[Natural-language object grounding data]
--- START ---
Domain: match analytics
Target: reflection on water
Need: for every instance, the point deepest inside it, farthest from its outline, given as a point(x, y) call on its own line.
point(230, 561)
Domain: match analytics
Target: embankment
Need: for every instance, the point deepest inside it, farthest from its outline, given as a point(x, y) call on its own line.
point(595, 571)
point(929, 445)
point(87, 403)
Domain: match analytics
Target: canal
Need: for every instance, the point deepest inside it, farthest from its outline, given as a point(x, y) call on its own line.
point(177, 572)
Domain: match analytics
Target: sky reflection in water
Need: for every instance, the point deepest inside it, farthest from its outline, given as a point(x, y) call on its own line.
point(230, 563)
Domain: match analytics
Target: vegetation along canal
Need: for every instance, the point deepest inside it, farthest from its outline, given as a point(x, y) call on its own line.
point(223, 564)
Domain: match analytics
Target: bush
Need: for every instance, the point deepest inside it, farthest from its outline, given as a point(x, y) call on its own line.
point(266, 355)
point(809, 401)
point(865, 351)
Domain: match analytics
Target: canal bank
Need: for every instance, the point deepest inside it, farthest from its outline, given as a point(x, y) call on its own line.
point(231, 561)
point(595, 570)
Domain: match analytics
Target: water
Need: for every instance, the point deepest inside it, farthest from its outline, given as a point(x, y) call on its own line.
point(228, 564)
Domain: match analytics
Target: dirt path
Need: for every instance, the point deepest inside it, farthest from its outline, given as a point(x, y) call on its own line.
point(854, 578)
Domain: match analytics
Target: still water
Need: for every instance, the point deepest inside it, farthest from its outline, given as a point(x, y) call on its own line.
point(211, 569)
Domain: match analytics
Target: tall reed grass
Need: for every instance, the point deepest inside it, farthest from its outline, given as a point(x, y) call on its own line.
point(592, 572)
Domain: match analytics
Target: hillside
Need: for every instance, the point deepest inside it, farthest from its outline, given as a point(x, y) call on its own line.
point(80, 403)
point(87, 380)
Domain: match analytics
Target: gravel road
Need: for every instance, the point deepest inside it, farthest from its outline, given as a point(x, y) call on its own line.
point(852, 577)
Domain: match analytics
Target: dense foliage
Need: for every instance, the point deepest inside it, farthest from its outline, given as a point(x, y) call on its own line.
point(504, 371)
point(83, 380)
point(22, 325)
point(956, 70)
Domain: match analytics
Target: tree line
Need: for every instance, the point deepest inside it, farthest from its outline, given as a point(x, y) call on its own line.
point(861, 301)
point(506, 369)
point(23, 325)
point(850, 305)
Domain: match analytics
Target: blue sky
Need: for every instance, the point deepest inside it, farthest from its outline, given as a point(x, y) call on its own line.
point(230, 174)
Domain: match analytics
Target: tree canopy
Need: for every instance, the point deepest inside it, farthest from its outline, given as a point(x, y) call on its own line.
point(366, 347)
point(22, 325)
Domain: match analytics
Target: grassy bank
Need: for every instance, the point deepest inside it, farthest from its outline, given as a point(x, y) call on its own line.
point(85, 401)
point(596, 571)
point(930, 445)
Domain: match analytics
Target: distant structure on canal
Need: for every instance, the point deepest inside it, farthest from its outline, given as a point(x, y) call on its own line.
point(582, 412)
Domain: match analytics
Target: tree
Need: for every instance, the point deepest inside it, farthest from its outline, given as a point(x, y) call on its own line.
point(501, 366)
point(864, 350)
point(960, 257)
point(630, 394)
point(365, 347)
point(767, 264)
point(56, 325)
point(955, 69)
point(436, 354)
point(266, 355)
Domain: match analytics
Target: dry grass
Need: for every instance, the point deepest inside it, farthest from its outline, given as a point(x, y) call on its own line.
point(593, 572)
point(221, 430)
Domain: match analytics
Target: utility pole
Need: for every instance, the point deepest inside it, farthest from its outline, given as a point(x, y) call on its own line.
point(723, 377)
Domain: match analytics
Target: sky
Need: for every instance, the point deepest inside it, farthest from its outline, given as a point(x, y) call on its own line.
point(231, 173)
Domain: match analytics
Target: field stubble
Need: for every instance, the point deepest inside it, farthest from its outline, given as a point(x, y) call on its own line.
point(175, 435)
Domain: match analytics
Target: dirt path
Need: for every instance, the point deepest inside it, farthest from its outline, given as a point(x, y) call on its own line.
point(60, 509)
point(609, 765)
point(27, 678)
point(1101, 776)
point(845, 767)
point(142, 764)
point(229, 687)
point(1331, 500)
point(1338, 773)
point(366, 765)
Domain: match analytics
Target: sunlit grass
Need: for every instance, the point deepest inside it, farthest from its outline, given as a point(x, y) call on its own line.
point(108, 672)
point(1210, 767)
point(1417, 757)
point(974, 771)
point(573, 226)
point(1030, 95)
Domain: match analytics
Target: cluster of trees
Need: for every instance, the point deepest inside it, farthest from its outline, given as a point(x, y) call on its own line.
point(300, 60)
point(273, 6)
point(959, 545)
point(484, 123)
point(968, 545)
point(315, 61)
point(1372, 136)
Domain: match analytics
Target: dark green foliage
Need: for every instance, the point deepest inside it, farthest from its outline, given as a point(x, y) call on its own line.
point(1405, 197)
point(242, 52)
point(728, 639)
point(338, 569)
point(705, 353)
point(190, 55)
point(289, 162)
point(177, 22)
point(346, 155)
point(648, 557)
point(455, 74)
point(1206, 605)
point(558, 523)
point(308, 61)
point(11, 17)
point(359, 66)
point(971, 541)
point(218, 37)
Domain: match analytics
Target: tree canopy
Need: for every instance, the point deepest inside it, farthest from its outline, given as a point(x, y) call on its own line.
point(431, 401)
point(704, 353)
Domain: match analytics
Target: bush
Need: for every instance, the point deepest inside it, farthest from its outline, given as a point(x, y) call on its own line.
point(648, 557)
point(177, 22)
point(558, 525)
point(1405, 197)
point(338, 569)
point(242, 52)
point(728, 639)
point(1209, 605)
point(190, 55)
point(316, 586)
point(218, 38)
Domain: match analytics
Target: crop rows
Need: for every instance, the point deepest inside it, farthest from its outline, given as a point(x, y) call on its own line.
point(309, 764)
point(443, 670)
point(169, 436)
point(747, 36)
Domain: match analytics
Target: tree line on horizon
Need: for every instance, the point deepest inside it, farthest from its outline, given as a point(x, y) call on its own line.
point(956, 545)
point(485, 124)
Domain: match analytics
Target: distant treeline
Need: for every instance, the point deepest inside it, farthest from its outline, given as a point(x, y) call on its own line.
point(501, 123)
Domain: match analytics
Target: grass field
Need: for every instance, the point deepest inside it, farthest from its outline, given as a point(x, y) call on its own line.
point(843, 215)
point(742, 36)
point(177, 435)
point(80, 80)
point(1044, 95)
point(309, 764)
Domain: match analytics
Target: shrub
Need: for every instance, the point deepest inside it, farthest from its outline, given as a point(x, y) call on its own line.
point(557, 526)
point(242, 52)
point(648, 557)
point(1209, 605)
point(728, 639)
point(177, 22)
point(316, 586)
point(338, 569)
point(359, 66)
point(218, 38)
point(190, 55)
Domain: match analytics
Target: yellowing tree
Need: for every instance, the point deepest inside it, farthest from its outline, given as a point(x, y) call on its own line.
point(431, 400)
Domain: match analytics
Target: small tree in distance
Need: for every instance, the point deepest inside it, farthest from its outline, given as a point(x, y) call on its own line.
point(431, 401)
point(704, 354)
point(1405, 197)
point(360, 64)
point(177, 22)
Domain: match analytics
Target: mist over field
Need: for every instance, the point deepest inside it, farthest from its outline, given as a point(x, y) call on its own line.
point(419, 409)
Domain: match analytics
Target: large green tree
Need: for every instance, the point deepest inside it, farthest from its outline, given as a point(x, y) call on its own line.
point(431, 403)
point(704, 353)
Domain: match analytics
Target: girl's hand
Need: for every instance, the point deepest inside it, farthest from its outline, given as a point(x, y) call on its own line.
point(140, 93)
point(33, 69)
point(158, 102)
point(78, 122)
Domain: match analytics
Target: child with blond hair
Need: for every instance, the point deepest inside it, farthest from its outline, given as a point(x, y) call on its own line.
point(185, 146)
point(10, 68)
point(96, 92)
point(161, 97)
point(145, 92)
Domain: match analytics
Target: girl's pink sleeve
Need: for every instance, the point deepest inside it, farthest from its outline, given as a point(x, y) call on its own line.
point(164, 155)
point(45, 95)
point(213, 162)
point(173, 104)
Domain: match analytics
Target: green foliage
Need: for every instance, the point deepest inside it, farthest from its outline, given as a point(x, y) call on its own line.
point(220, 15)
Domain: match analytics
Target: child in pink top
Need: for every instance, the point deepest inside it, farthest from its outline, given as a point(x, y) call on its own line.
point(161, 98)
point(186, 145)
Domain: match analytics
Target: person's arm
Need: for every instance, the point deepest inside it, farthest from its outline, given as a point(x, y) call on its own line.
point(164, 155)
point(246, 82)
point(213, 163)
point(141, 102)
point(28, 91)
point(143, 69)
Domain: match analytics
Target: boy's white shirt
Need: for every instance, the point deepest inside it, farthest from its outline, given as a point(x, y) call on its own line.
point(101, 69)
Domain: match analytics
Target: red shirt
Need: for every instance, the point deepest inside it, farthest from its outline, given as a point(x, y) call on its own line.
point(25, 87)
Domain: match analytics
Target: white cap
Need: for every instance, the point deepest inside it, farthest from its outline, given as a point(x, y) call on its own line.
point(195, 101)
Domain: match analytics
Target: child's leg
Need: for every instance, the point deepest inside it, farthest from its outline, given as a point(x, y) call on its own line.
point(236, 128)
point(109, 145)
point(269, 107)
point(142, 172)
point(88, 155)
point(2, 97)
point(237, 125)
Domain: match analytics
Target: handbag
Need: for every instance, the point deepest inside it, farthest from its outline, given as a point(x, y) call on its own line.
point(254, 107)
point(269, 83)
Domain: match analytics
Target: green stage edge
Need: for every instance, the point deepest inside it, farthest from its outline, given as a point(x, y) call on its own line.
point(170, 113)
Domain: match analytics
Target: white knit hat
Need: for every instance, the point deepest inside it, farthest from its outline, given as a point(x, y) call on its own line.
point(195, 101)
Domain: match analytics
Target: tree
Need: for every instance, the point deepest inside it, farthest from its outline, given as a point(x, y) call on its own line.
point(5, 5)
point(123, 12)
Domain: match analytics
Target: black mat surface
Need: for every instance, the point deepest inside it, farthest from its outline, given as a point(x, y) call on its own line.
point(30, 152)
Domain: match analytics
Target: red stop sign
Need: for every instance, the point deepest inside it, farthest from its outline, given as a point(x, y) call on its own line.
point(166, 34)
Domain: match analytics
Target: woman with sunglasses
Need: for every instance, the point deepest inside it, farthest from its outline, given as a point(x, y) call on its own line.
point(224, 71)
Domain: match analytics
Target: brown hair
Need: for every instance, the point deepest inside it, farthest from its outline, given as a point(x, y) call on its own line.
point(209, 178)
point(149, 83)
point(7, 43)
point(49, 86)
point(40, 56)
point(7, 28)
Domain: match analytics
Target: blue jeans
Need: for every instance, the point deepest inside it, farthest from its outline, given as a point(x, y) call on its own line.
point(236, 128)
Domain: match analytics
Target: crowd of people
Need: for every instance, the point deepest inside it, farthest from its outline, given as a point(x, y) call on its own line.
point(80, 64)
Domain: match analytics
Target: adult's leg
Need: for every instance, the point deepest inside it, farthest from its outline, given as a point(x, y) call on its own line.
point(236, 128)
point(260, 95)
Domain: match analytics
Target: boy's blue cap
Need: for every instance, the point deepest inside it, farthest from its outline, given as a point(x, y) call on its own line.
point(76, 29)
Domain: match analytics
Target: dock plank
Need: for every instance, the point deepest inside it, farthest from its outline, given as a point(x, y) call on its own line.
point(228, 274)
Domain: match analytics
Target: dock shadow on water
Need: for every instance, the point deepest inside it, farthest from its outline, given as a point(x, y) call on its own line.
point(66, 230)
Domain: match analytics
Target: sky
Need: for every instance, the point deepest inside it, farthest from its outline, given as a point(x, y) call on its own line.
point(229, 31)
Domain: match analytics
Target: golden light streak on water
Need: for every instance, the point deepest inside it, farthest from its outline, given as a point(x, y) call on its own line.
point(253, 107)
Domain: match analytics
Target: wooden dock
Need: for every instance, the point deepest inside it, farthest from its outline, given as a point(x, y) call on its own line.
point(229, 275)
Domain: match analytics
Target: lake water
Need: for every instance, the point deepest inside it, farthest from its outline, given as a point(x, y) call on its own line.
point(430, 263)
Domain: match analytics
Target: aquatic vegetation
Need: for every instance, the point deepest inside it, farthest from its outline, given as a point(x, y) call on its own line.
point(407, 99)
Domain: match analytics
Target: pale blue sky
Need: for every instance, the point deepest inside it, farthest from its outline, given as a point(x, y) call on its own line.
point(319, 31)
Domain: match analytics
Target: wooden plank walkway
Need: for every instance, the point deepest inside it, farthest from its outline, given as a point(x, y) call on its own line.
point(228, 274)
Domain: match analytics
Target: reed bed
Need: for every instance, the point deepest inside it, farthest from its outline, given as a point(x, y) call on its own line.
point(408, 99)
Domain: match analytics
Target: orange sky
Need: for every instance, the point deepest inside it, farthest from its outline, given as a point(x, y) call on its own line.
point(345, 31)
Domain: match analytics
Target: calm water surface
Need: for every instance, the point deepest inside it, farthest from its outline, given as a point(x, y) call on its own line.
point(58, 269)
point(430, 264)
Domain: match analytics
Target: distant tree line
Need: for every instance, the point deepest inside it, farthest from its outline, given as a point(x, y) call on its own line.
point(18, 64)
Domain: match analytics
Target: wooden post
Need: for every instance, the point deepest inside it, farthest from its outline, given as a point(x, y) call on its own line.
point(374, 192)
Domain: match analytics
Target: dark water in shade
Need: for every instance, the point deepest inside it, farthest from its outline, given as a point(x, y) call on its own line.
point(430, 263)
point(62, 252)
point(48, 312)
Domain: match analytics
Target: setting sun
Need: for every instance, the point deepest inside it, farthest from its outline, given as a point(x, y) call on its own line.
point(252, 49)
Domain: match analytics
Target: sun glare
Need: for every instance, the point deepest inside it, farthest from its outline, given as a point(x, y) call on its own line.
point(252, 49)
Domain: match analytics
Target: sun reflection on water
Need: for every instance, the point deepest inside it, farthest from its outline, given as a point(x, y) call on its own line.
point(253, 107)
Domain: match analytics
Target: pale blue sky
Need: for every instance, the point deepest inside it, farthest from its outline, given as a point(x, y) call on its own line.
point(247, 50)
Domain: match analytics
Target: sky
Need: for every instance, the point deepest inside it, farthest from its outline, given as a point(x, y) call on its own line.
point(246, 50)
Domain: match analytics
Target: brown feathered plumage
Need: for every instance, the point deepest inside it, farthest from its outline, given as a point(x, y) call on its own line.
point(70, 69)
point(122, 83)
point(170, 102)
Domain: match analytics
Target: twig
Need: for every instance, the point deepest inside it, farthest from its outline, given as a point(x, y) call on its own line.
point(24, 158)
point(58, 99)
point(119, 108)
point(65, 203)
--- END ---
> [Your task]
Repeat, word for word, the lines from the start of the records to the line that contains "Target: tall reed grass", both of them included, and no others.

> [Task answer]
Domain: match analytics
Target: reflection on water
Need: for every instance, the point deepest inside it, farthest from its outline, given as a point(x, y) call on its own line.
point(230, 561)
Domain: match analytics
Target: embankment
Need: for every instance, the point deepest inside it, farthest from its outline, given as a point(x, y) call on its own line.
point(595, 571)
point(929, 445)
point(87, 403)
Domain: match analytics
Target: canal
Need: for every instance, the point deepest inside it, farthest from its outline, given as a point(x, y) call on its own line.
point(177, 572)
Domain: match analytics
Target: sky reflection in water
Need: for every instance, the point deepest inside it, farthest from its outline, given as a point(x, y) call on its own line.
point(230, 563)
Domain: match analytics
Target: vegetation along canal
Need: for every instance, the point deepest inside it, farthest from its outline, given as a point(x, y) call on its own line.
point(223, 564)
Domain: match analytics
Target: bush
Need: for every instance, the point deepest inside it, farthest from its outline, given as a point(x, y) call on its own line.
point(266, 355)
point(809, 401)
point(865, 351)
Domain: match analytics
Target: canal bank
Need: for every instance, the point deepest inside it, farthest from its outline, given as a point(x, y) call on its own line.
point(231, 561)
point(595, 570)
Domain: match analytics
Target: water
Need: for every instance, the point deepest inside it, farthest from its outline, given as a point(x, y) call on its own line.
point(228, 564)
Domain: match analytics
Target: dirt path
Need: for every instance, the point deepest inside it, farthest from its outline, given as a point(x, y) call on its own line.
point(854, 578)
Domain: match analytics
Target: still water
Need: for every instance, the point deepest inside it, farthest from its outline, given as a point(x, y) call on its own line.
point(211, 569)
Domain: match analytics
Target: tall reed grass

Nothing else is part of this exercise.